Task list -
1) What two key challenges does the graph learning abstract say learning on graphs faces?
2) Continue the graph learning abstract from its last sentence.

Document text -
Graph Learning at Scale: Algorithms, Systems, and Applications

Graph-structured data capture complex relationships and interactions between entities, offering valuable insights for scientific discovery, business modeling, and AI-driven decision-making. Despite its transformative potential, learning on graphs faces two key challenges: (1) scaling expressive learning approaches, especially subgraph-based graph representation learning, and (2) ensuring privacy when handling sensitive relational data. Both challenges arise from intricate dependencies in graph structures, which limit the effectiveness of canonical algorithms and system optimizations. This dissertation addresses these challenges through a unified framework that integrates system-aware algorithm design across two main thrusts.

[Records excerpted from a collection]
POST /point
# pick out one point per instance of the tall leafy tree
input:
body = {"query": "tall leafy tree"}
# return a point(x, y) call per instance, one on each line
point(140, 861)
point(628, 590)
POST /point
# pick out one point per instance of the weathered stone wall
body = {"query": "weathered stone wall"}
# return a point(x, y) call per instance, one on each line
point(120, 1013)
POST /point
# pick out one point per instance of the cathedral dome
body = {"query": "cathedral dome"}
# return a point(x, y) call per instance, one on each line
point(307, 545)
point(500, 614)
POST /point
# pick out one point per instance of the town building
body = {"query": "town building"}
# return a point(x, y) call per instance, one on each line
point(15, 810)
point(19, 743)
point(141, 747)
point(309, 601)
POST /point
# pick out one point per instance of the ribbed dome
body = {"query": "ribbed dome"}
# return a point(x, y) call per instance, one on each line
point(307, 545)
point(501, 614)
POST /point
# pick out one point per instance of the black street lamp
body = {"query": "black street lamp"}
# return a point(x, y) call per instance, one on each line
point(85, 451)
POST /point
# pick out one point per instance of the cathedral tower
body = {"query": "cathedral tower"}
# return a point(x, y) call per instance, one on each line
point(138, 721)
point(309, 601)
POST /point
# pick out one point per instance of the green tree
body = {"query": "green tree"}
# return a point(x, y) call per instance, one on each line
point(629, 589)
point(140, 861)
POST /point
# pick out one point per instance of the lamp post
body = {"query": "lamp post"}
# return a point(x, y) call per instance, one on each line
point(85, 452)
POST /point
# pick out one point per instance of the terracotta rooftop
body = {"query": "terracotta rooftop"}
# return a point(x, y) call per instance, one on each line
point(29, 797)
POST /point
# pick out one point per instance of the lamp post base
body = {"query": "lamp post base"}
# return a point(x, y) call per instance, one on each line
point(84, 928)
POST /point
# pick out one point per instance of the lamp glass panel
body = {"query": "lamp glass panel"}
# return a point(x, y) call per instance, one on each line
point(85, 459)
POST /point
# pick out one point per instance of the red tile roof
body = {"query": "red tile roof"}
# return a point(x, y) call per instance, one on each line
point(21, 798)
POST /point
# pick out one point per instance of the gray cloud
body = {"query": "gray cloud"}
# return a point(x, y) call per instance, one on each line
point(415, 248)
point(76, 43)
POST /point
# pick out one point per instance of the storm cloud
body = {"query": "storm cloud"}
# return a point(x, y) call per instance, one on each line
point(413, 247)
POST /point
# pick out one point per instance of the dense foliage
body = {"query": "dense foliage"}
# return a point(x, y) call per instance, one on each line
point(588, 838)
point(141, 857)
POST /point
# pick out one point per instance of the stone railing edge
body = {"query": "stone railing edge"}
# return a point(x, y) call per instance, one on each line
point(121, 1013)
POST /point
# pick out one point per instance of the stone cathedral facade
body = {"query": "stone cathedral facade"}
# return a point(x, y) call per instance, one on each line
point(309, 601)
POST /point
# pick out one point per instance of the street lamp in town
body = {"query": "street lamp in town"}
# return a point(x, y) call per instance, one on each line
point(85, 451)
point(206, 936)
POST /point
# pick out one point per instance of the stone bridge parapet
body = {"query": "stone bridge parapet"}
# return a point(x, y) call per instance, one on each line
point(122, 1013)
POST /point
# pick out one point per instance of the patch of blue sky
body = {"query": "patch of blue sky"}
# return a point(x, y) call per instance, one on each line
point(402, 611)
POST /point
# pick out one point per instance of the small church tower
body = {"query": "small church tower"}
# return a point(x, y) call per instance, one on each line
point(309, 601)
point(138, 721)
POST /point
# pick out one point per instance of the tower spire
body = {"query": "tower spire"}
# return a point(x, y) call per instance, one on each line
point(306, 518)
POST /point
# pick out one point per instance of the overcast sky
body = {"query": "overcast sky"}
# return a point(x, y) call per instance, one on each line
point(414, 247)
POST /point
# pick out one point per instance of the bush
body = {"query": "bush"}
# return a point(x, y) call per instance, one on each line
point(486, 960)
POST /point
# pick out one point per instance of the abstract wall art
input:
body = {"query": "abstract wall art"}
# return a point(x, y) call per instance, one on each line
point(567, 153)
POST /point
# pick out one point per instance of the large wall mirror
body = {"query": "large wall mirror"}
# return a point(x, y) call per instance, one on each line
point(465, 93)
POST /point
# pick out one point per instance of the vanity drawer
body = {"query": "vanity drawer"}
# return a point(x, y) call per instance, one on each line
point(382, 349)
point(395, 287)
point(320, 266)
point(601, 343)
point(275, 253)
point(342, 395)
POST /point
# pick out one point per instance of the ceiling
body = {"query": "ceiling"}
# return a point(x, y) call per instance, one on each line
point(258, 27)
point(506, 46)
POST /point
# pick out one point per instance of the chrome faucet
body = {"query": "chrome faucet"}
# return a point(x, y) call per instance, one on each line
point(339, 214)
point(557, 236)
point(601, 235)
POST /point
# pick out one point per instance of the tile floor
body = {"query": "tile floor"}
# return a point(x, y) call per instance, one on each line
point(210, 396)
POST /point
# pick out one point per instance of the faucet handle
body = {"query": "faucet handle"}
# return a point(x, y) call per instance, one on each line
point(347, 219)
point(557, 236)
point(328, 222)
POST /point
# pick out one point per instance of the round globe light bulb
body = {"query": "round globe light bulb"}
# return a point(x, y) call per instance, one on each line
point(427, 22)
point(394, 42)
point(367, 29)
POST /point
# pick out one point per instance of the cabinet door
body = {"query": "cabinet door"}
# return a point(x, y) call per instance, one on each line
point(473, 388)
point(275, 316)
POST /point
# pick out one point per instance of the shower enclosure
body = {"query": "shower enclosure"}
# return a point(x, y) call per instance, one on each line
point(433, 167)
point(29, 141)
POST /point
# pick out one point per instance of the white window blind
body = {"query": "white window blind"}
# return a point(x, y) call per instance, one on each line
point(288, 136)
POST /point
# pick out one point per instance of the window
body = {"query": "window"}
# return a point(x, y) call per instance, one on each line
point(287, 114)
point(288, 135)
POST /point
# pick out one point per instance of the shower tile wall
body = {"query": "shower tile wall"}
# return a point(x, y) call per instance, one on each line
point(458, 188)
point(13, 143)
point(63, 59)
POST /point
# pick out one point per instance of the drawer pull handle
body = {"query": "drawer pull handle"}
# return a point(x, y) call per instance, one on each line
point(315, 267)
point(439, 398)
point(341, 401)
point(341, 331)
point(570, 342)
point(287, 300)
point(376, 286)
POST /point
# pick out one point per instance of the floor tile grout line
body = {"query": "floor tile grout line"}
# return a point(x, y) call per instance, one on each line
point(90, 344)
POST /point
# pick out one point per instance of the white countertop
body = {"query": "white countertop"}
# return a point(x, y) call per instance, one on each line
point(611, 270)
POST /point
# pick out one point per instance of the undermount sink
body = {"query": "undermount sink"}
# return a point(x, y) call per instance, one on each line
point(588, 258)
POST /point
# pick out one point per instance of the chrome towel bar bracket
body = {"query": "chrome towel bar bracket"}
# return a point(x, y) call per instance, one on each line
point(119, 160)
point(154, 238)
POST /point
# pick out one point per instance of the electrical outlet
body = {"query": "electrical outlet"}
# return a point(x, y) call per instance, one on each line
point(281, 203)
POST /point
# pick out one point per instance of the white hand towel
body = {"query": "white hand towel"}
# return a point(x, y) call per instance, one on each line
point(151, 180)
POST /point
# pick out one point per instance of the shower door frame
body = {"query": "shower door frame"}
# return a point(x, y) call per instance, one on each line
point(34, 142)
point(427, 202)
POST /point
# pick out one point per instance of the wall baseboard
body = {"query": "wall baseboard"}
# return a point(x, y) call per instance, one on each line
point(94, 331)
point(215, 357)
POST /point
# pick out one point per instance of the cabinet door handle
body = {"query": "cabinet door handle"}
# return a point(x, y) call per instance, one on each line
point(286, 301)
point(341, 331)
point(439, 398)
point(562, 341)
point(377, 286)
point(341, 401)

Answers for the exercise -
1) Scaling expressive learning approaches, especially subgraph-based graph representation learning, and ensuring privacy when handling sensitive relational data.

2)
In Thrust I, we develop a family of efficient frameworks for expressive graph representation learning that eliminate redundancy in subgraph-based methods. By decoupling dependencies over task-specific input features (i.e., query-induced subgraphs), the proposed paradigm enables efficient higher-order pattern discovery, scalable network analysis on billion-edge graphs, and low-latency online inference using reusable, task-agnostic features derived from random walks, node-set sampling, and neighborhood hashing. In Thrust II, we extend the design principle to privacy-preserving relational learning, where structural dependencies in graphs often violate the gradient decoupling assumption in standard privacy learning mechanisms like differentially private stochastic gradient descent (DP-SGD). We propose the first differential private relational learning framework that disentangles sample dependencies through a tailored DP-SGD approach. This framework enables the private fine-tuning of large language models (LLMs) on sensitive graph data, effectively addressing associated computational complexities while achieving strong privacy-utility trade-offs.

By co-designing learning algorithms and system implementations, this dissertation demonstrates how graph-based AI can be both scalable and trustworthy, opening new avenues for learning from complex structured data in real-world applications.